MATERIAL FOR THE TASK:

————

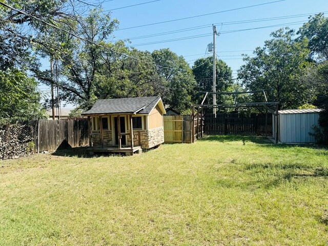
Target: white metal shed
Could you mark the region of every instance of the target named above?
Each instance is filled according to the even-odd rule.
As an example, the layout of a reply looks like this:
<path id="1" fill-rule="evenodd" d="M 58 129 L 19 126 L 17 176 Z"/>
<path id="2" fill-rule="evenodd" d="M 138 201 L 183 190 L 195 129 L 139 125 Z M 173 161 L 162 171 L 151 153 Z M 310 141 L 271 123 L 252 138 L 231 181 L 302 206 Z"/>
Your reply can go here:
<path id="1" fill-rule="evenodd" d="M 279 115 L 279 142 L 284 144 L 311 144 L 315 142 L 314 137 L 309 132 L 313 132 L 313 126 L 318 126 L 319 113 L 320 110 L 291 109 L 280 110 Z M 274 117 L 273 131 L 275 132 Z M 274 134 L 273 134 L 275 137 Z"/>

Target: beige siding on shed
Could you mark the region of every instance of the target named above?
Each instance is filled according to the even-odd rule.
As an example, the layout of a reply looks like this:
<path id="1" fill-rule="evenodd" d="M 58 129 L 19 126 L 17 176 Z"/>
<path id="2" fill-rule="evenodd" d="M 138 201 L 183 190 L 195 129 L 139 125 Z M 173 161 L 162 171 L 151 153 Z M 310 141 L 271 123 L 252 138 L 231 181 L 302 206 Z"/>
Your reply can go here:
<path id="1" fill-rule="evenodd" d="M 163 127 L 163 114 L 158 106 L 156 106 L 149 114 L 149 129 Z"/>

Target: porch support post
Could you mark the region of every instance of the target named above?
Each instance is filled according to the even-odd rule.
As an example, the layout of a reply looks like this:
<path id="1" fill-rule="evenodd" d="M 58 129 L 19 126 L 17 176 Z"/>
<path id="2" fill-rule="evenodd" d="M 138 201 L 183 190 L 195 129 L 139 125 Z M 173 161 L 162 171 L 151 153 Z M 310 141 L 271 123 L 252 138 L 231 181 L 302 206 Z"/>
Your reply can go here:
<path id="1" fill-rule="evenodd" d="M 118 149 L 122 149 L 122 143 L 121 142 L 121 120 L 120 116 L 117 115 L 117 139 L 118 139 Z"/>
<path id="2" fill-rule="evenodd" d="M 100 145 L 101 148 L 104 148 L 104 137 L 102 136 L 102 116 L 99 116 L 99 126 L 100 129 Z"/>
<path id="3" fill-rule="evenodd" d="M 133 149 L 133 126 L 132 115 L 130 115 L 130 139 L 131 140 L 131 150 Z"/>
<path id="4" fill-rule="evenodd" d="M 193 106 L 191 115 L 191 142 L 195 142 L 195 106 Z"/>
<path id="5" fill-rule="evenodd" d="M 278 110 L 278 105 L 276 106 L 276 127 L 275 128 L 276 144 L 278 144 L 279 141 L 279 112 Z"/>
<path id="6" fill-rule="evenodd" d="M 91 119 L 90 116 L 88 116 L 88 137 L 89 138 L 89 146 L 90 147 L 92 147 L 92 142 L 91 140 Z M 38 149 L 37 150 L 38 151 Z"/>
<path id="7" fill-rule="evenodd" d="M 268 109 L 265 110 L 265 136 L 268 136 Z"/>

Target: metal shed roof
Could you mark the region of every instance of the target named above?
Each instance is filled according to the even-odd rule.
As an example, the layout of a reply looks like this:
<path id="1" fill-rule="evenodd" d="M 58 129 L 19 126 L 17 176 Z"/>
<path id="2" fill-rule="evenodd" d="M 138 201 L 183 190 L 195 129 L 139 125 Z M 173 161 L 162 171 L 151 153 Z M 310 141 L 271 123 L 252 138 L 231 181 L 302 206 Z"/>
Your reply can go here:
<path id="1" fill-rule="evenodd" d="M 286 110 L 279 110 L 279 114 L 305 114 L 307 113 L 319 113 L 321 111 L 319 109 L 288 109 Z"/>
<path id="2" fill-rule="evenodd" d="M 127 98 L 99 99 L 91 109 L 81 114 L 92 115 L 101 114 L 149 114 L 160 101 L 165 114 L 160 96 L 147 97 L 130 97 Z"/>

————

EXERCISE DETAILS: Copy every row above word for word, leaving out the pictures.

TASK RESULT:
Target: white metal shed
Could you mark the region of every instance of the target named above?
Each instance is filled according to the even-odd rule.
As an example, the layout of a reply looks like this:
<path id="1" fill-rule="evenodd" d="M 58 129 L 19 126 L 17 176 Z"/>
<path id="2" fill-rule="evenodd" d="M 138 201 L 183 190 L 195 129 L 139 125 Z M 173 161 L 162 171 L 151 153 Z M 310 141 L 271 123 L 252 138 L 231 181 L 302 206 Z"/>
Your reply can go here:
<path id="1" fill-rule="evenodd" d="M 279 115 L 279 142 L 284 144 L 311 144 L 315 142 L 314 137 L 309 132 L 313 132 L 313 126 L 318 126 L 319 113 L 320 110 L 291 109 L 280 110 Z M 274 117 L 273 131 L 275 132 Z M 274 134 L 273 134 L 275 137 Z"/>

Target: beige siding on shed
Could you mark the region of every instance of the target named above?
Each instance is filled according to the even-odd rule.
As an example, the layout of a reply looks like this:
<path id="1" fill-rule="evenodd" d="M 58 129 L 19 126 L 17 176 Z"/>
<path id="2" fill-rule="evenodd" d="M 138 201 L 183 190 L 195 129 L 139 125 Z M 173 161 L 162 171 L 151 153 Z M 310 141 L 271 123 L 252 138 L 231 181 L 302 206 Z"/>
Your reply can go here:
<path id="1" fill-rule="evenodd" d="M 163 127 L 163 114 L 158 106 L 156 106 L 149 114 L 149 129 Z"/>

Target: porch support post
Could you mark the region of every instance of the target named above?
Each instance is filled according to the even-odd rule.
As an example, the layout of a reply looks like this:
<path id="1" fill-rule="evenodd" d="M 58 129 L 19 126 L 17 176 Z"/>
<path id="2" fill-rule="evenodd" d="M 138 201 L 183 190 L 195 129 L 139 125 Z M 173 161 L 162 171 L 151 153 Z M 310 141 L 271 123 L 252 138 L 231 181 L 302 206 Z"/>
Your reply can go here:
<path id="1" fill-rule="evenodd" d="M 118 149 L 122 149 L 122 143 L 121 142 L 121 120 L 120 116 L 117 115 L 117 139 L 118 139 Z"/>
<path id="2" fill-rule="evenodd" d="M 100 145 L 101 148 L 104 148 L 104 137 L 102 136 L 102 116 L 99 116 L 99 126 L 100 129 Z"/>
<path id="3" fill-rule="evenodd" d="M 133 149 L 133 126 L 132 115 L 130 115 L 130 139 L 131 140 L 131 150 Z"/>
<path id="4" fill-rule="evenodd" d="M 193 106 L 191 115 L 191 142 L 195 142 L 195 106 Z"/>
<path id="5" fill-rule="evenodd" d="M 278 110 L 278 105 L 276 106 L 276 127 L 275 128 L 276 144 L 278 144 L 279 141 L 279 112 Z"/>
<path id="6" fill-rule="evenodd" d="M 91 119 L 90 116 L 88 116 L 88 137 L 89 138 L 89 146 L 90 147 L 92 147 L 92 142 L 91 140 Z M 38 149 L 37 150 L 38 151 Z"/>
<path id="7" fill-rule="evenodd" d="M 268 109 L 265 110 L 265 136 L 268 136 Z"/>

Target: metal shed roof
Could you mark the region of every instance of the target named above?
Each instance is filled according to the even-odd rule.
As an example, the layout of a reply looks like this:
<path id="1" fill-rule="evenodd" d="M 58 129 L 19 126 L 17 176 Z"/>
<path id="2" fill-rule="evenodd" d="M 138 201 L 183 190 L 195 129 L 139 125 Z M 173 161 L 162 171 L 151 153 Z M 310 141 L 271 123 L 252 138 L 231 181 L 302 206 Z"/>
Your reply can go here:
<path id="1" fill-rule="evenodd" d="M 286 110 L 279 110 L 279 114 L 305 114 L 307 113 L 319 113 L 321 111 L 319 109 L 288 109 Z"/>
<path id="2" fill-rule="evenodd" d="M 127 98 L 99 99 L 91 109 L 81 114 L 92 115 L 101 114 L 149 114 L 160 101 L 165 114 L 160 96 L 147 97 L 130 97 Z"/>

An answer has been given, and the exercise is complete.